PAGE:

Re: [Arm64, PowerPC64, S390x] Optimize Poly1305

25 Jan 2022

      On Mon, Jan 24, 2022 at 12:58 AM David Edelsohn dje.gcc@gmail.com wrote:
...
On Sun, Jan 23, 2022 at 4:41 PM Maamoun TK maamoun.tk@googlemail.com
wrote:
...
On Sun, Jan 23, 2022 at 9:10 PM Niels Möller nisse@lysator.liu.se
wrote:
...
...
nisse@lysator.liu.se (Niels Möller) writes:
...
The current C implementation uses radix 26, and 25 multiplies (32x32
--> 64) per block. And quite a lot of shifts. A radix 32 variant
analogous to the above would need 16 long multiplies and 4 short. I'd
expect that to be faster on most machines, but I'd have to try that
out.
...
...
I've tried this out, see attached file. It has an #if 0/1 to choose
between radix 64 (depending on the non-standard __int128 type for
accumulated products) and radix 32 (portable C).
This is the speed I get for C implementations of poly1305_update on my
x86_64 laptop:

Radix 26: 1.2 GByte/s (old code)

Radix 32: 1.3 GByte/s

Radix 64: 2.2 GByte/s

It would be interesting with benchmarks on actual 32-bit hardware,
32-bit ARM likely being the most relevant arch.
For comparison, the current x86_64 asm version: 2.5 GByte/s.
I made a performance test of this patch on the available architectures I
have access to.
Arm64 (gcc117 gfarm):

Radix 26: 0.65 GByte/s
Radix 26 (2-way interleaved): 0.92 GByte/s
Radix 32: 0.55 GByte/s
Radix 64: 0.58 GByte/s

POWER9:

Radix 26: 0.47 GByte/s
Radix 26 (2-way interleaved): 1.15 GByte/s
Radix 32: 0.52 GByte/s
Radix 64: 0.58 GByte/s

Z15:

Radix 26: 0.65 GByte/s
Radix 26 (2-way interleaved): 3.17 GByte/s
Radix 32: 0.82 GByte/s
Radix 64: 1.22 GByte/s

Apparently, the higher radix version has performance improvements on
x86_64, powerpc, and s390x but this is not the case for arm64 arch where
the performance has a slight hit there.
That might be an artifact of the specific ARM processor
microarchitecture or the memory subsystem of the ARM system, not
inherent to the Arm AArch64 architecture and ISA.
Seems right, I've tested the enhanced versions of wider multiplication on
other gfarm aarch64 instances and I got different results.
On Mon, Jan 24, 2022 at 10:01 AM Niels Möller nisse@lysator.liu.se wrote:
...
Maamoun TK maamoun.tk@googlemail.com writes:
...
I made a performance test of this patch on the available architectures I
have access to.

GIVEN RECORDS:

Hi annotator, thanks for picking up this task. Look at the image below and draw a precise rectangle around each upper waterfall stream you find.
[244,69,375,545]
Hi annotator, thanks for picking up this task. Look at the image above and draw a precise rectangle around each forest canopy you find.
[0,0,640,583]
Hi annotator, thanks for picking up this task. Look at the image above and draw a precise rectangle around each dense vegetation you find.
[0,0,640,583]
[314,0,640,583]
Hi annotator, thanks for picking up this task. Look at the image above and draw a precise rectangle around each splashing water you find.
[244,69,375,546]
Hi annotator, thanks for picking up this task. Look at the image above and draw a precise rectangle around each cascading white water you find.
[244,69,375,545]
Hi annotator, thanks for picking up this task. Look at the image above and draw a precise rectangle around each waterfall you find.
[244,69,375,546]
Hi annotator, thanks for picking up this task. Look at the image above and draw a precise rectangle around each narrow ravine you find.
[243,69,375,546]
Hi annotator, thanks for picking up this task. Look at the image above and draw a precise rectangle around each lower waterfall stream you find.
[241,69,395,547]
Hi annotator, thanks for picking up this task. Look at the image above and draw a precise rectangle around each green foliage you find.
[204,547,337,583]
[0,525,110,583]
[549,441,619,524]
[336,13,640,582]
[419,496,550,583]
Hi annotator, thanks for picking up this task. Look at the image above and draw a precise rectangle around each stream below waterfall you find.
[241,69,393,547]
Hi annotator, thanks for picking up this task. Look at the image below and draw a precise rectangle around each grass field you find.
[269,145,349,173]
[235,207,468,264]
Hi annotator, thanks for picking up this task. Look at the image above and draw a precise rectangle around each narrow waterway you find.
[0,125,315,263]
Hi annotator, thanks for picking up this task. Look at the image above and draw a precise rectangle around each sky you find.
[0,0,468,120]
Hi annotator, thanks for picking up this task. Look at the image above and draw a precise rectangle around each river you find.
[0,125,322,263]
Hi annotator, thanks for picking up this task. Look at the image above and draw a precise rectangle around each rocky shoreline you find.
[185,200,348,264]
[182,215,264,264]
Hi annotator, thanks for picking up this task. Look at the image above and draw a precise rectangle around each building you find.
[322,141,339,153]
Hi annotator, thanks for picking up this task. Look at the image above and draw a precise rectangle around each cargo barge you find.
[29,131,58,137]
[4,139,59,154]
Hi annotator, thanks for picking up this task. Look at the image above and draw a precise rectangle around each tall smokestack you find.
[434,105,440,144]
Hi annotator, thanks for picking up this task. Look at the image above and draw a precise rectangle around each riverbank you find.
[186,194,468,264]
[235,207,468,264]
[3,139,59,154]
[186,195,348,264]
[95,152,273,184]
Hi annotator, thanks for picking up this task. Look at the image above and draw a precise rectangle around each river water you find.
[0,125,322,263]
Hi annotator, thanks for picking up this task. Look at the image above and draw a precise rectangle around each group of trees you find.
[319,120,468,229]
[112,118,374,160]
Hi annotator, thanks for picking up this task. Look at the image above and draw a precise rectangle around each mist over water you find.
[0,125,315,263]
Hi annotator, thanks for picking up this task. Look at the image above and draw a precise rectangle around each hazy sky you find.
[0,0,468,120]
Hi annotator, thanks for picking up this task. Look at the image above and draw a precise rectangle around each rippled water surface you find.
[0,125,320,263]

YOUR INSTRUCTIONS:
Do these statements agree with the Poly1305 thread above? Answer yes or no for each, and quote the words from the thread that settle it. (a) On the x86_64 laptop, the radix 64 C code reached 2.2 GByte/s. (b) On POWER9, radix 32 ran slower than radix 26. (c) The radix 32 variant depends on the non-standard __int128 type.

FINISHED TASK:
(a) Yes: "Radix 64: 2.2 GByte/s"
(b) No: "Radix 26: 0.47 GByte/s" and "Radix 32: 0.52 GByte/s"
(c) No: "radix 32 (portable C)"